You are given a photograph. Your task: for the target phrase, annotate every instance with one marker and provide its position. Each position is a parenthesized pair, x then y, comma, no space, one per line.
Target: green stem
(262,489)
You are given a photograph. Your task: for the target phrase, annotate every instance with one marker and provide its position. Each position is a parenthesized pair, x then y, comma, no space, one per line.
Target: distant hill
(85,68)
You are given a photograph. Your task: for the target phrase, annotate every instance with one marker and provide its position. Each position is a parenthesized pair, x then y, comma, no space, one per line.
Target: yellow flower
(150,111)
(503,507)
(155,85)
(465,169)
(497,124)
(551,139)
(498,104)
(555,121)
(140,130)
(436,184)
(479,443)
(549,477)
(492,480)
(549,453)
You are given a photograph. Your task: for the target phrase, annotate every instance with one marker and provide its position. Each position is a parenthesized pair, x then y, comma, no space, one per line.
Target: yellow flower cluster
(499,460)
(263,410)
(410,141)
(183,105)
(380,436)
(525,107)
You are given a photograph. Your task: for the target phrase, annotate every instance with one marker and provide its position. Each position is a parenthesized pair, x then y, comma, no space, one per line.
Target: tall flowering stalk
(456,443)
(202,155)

------------------------------------------------

EXERCISE OBJECTIVE -
Write out an exact transcription of the line with "Target: green stem" and of each line after it; stop at the end of the records.

SOLUTION FOR THIS TASK -
Target: green stem
(262,489)
You are given a photograph. Your task: for the target phrase, annotate every instance with one marker and provide its position. Each position is a parenthesized pair, x then y, comma, no space, one per line.
Target: distant hill
(85,68)
You are given a photograph. Your task: for the target phrase, annotate every instance with one marker and provide its position. Each position is a parenthesized pair, x then y, comma, no space, one per line.
Target: yellow flower
(150,111)
(503,507)
(155,85)
(465,169)
(497,124)
(551,139)
(498,104)
(555,121)
(140,130)
(436,184)
(479,443)
(549,477)
(492,480)
(549,453)
You are given a photograph. Your task: for the target phrase, annotate every instance with one marker and provide its position. Each position is a parenthesized pair, x then y, comma, no space, one per line.
Target: yellow flower cluster
(499,460)
(263,410)
(410,141)
(183,105)
(380,436)
(525,107)
You are given a photograph. Your task: for the target phrase, annotate every instance with one marker and provide its position. Each position is a parenthesized pair, x then y, comma, no space, one per line.
Target: tall flowering stalk
(456,443)
(202,155)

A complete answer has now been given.